• _Exercise prompt_
Can you copy the listing below word for word, leaving out the pictures?

• _Data listing_

○ ○ ○ ○

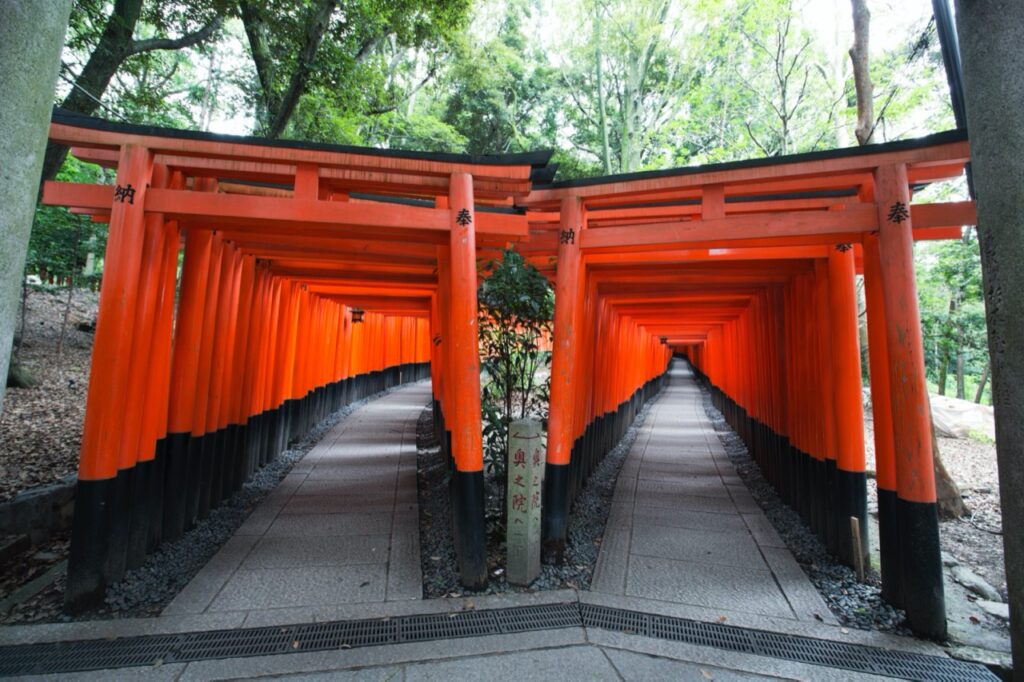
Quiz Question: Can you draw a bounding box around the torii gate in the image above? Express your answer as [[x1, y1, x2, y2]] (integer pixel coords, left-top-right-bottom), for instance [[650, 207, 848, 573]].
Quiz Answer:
[[521, 132, 976, 637], [44, 114, 975, 636], [43, 111, 550, 609]]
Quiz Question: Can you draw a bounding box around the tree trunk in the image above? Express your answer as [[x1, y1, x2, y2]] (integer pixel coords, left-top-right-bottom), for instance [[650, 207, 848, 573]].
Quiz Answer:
[[594, 8, 611, 175], [939, 346, 949, 395], [239, 0, 337, 137], [974, 363, 988, 404], [43, 0, 221, 180], [956, 345, 967, 400], [850, 0, 874, 144], [956, 0, 1024, 675], [0, 0, 71, 417], [57, 278, 75, 368]]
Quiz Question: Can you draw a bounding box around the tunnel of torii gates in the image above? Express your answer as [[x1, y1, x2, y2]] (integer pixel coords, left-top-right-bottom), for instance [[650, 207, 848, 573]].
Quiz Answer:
[[42, 110, 976, 637]]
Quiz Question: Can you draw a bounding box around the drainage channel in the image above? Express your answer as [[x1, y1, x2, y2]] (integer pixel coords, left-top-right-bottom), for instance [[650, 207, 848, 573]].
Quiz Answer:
[[0, 602, 998, 682]]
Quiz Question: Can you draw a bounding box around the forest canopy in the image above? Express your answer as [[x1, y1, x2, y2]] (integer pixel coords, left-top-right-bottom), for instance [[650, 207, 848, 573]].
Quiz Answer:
[[36, 0, 987, 401]]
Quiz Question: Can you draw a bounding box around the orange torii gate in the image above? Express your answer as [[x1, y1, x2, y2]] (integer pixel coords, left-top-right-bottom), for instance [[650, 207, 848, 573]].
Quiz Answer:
[[520, 132, 975, 636], [37, 113, 975, 636], [43, 111, 550, 609]]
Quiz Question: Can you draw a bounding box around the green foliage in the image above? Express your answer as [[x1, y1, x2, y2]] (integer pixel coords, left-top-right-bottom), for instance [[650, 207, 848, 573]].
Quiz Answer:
[[26, 157, 106, 286], [477, 249, 554, 479], [918, 228, 988, 399]]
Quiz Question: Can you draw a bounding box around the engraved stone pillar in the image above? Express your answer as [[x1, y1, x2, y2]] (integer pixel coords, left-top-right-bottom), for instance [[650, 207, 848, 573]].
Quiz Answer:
[[506, 419, 545, 585]]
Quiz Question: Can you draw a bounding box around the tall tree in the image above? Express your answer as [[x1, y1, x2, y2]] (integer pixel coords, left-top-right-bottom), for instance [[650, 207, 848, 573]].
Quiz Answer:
[[850, 0, 874, 144], [956, 0, 1024, 659], [43, 0, 224, 180], [238, 0, 469, 137], [850, 0, 967, 518], [0, 0, 71, 409]]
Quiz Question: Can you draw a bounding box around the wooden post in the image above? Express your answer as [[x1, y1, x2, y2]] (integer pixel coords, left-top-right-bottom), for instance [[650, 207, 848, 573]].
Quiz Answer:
[[543, 197, 583, 563], [874, 164, 946, 639], [449, 173, 487, 589]]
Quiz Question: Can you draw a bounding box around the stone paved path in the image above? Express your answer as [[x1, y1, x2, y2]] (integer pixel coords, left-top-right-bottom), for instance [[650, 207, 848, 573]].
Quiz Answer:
[[0, 366, 958, 682], [164, 382, 430, 622], [591, 363, 836, 624]]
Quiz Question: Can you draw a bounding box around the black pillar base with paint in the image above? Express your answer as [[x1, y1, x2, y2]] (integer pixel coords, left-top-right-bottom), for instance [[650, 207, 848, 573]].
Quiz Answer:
[[103, 467, 135, 585], [452, 471, 487, 590], [879, 487, 903, 608], [896, 497, 946, 640], [65, 478, 115, 613], [541, 462, 569, 564], [835, 468, 871, 570], [163, 433, 190, 541]]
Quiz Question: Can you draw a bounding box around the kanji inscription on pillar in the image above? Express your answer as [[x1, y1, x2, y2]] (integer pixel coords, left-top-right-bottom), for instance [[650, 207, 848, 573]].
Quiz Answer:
[[506, 419, 545, 585]]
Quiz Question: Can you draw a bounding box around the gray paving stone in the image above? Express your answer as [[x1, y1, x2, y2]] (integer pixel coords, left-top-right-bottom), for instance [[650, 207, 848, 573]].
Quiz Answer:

○ ○ ○ ○

• _Complete output_
Quiz Question: Can you draw a bounding box around the torii gate in the image above? Express your answer as [[x1, y1, x2, y2]] (integer pixel coords, left-top-right-bottom), for instance [[650, 207, 848, 573]].
Quiz Answer:
[[521, 132, 976, 637], [44, 114, 975, 636], [43, 111, 550, 609]]
Quiz Question: Can you draw a bounding box around the tree trunk in the image above? Express your answer as [[x1, y1, x2, y2]] (integer pixel coords, left-top-right-bottom), for instance [[650, 207, 848, 573]].
Quiz Answer:
[[594, 8, 611, 175], [939, 346, 949, 395], [239, 0, 337, 137], [974, 363, 988, 404], [43, 0, 221, 180], [956, 345, 967, 400], [850, 0, 874, 144], [956, 0, 1024, 675], [0, 0, 71, 417], [57, 278, 75, 368]]
Quiz Question: Can you draw a bounding box around the tunnel of torii gates in the image above? Express your answer as [[x1, y1, x2, y2]] (integer pixel coords, left-top-right-bottom), for instance [[650, 207, 848, 573]].
Quiz Answer:
[[42, 110, 976, 637]]
Quiz Question: Can you draw a bounding box around the drainage channel in the image above? Express your answer as [[x1, y1, x2, y2]] (integer pixel coords, left-top-right-bottom), for instance [[650, 207, 848, 573]].
Quiz Answer:
[[0, 602, 998, 682]]
Quiz Question: Can you draw a bounding box around the forest canopy in the image above? Express your answer as [[x1, y1, x2, y2]] (integer pixel coords, left-top-right-bottom), for instance [[650, 207, 848, 573]].
Quiz Answer:
[[36, 0, 987, 401]]
Quiz Question: Can you draw a bounding box around the orange torii gate in the image above? Express your answer as [[x1, y1, x2, y2]] (integer pixel coords, left-top-right-bottom), for instance [[650, 207, 848, 573]].
Quiz Answer:
[[520, 132, 975, 636], [37, 113, 975, 636], [43, 111, 550, 609]]
Quiz Question: Can you draw a bounding box around the green foliage in the image above? Express your answer as [[x1, y1, x2, y2]] (integer pixel coords, left-top-right-bottom), for instance [[650, 207, 848, 573]].
Quiz Answer:
[[26, 157, 106, 286], [477, 249, 554, 479], [918, 228, 988, 399]]
Quiz Question: Can you draw a bounding box around the engraved stone pillar in the image above? Express your answer as [[x1, y1, x2, y2]] (integer pixel coords, left-top-right-bottom), for instance [[650, 207, 848, 573]].
Quiz Answer:
[[506, 419, 545, 585]]
Quiz Question: Can you draw a bounding box around the tall tree in the image above? Express your answer as [[x1, y1, x2, y2]] (integer pixel coords, left-top-right-bottom), for instance [[650, 207, 848, 573]].
Quiz Answer:
[[850, 0, 874, 144], [956, 0, 1024, 659], [43, 0, 224, 180], [238, 0, 469, 137], [850, 0, 967, 518], [0, 0, 71, 409]]
Quiz Question: Can you draw a bounding box around the wooden post in the image above? Express your answer as [[x1, y1, x2, y2]] (integer pixel coords, left-top-right-bottom), for instance [[650, 207, 848, 573]].
Quiz Answer:
[[543, 197, 583, 563], [874, 164, 946, 639], [449, 173, 487, 589]]
Quiz Question: Can you draw a bounding box around the stone paved path in the image above? Express your answer as [[x1, y1, x2, y2]] (integer pixel coords, left-top-right-bottom), for instance [[650, 207, 848, 573]].
Quiz Answer:
[[0, 366, 958, 682], [164, 382, 430, 622], [591, 363, 836, 624]]
Quiz Question: Can you draw a bounding box around the black pillar base with paint in the image above? Express your answer as [[x1, y1, x2, y2]] (integer pixel coords, left-top-right-bottom), for instance [[650, 207, 848, 573]].
Quiz Answer:
[[103, 467, 135, 585], [452, 471, 487, 590], [879, 487, 903, 608], [896, 497, 946, 640], [65, 478, 115, 613], [541, 462, 569, 564], [835, 468, 871, 570], [163, 433, 190, 541]]
Quiz Question: Can you draw a bounding box around the kanji inscription on pillar in the image above? Express your answer as [[x1, y1, x2, y2]] (integer pixel coords, left-top-right-bottom), for instance [[650, 207, 848, 573]].
Quiz Answer:
[[506, 419, 545, 585]]
Quiz Question: Can you draw a bounding box around the gray paving stone in the image above? Express your answer as [[x1, y1, x2, y2]] (integer pixel coords, left-top-right-bottom), for instance [[650, 207, 848, 573]].
Quiz Answer:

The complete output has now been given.